---- EXERCISE DATA
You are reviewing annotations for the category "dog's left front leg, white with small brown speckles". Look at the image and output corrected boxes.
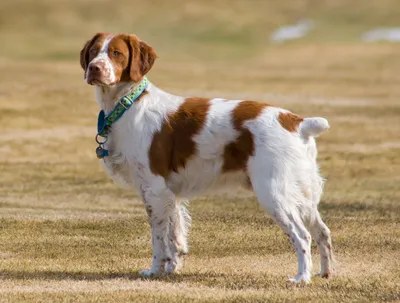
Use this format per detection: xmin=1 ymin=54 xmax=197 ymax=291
xmin=140 ymin=182 xmax=175 ymax=277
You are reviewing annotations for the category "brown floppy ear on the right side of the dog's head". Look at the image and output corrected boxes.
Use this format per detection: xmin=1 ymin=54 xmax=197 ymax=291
--------
▶ _TASK DETAILS_
Set each line down exactly, beginning at the one containing "floppy ear on" and ending at the last line of the material above.

▶ _TASK SOLUTION_
You are reviewing annotations for the category "brown floppy ear on the right side of the dog's head". Look at the image and output corrected boxes.
Use this format per detection: xmin=1 ymin=54 xmax=197 ymax=291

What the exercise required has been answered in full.